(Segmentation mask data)
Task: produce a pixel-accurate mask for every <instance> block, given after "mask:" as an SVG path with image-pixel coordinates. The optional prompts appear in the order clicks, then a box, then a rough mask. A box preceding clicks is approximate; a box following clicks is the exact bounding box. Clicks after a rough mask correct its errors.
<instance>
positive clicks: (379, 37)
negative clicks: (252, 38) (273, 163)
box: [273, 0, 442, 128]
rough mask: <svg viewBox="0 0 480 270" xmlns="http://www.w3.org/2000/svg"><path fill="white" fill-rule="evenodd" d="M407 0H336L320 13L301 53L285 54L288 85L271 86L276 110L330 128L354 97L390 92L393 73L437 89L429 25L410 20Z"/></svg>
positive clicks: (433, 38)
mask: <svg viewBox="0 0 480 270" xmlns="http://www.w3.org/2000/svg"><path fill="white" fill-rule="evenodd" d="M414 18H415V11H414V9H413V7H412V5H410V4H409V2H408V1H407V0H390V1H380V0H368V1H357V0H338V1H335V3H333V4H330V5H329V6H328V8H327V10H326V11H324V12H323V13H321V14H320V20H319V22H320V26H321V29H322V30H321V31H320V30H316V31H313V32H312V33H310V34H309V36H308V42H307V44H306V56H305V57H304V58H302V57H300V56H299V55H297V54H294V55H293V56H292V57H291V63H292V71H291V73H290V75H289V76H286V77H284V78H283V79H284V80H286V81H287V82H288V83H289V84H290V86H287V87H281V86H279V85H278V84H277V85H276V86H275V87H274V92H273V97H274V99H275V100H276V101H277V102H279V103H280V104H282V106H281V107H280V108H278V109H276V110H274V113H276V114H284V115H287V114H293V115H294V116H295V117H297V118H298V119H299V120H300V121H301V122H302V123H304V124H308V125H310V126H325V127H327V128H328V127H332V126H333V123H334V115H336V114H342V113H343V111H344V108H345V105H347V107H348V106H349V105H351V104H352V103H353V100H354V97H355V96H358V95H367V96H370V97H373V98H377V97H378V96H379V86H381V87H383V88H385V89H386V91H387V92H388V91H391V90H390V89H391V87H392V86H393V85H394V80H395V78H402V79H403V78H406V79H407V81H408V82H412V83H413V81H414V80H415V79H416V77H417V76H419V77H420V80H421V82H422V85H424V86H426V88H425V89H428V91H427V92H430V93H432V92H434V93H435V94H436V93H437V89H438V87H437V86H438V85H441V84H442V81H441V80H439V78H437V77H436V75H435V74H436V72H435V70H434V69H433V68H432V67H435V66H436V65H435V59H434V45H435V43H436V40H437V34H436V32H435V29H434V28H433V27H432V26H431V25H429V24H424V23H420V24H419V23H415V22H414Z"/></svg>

### WHAT TO PRODUCE:
Word for word, restate the lines above from the line containing "box: [273, 0, 442, 128]" through the line containing "rough mask: <svg", with both included and nothing else.

### OUTPUT OF THE TASK:
box: [273, 0, 442, 128]
rough mask: <svg viewBox="0 0 480 270" xmlns="http://www.w3.org/2000/svg"><path fill="white" fill-rule="evenodd" d="M407 0H336L320 13L301 53L285 54L288 85L271 86L276 110L330 128L354 97L390 92L393 73L437 89L429 25L410 20Z"/></svg>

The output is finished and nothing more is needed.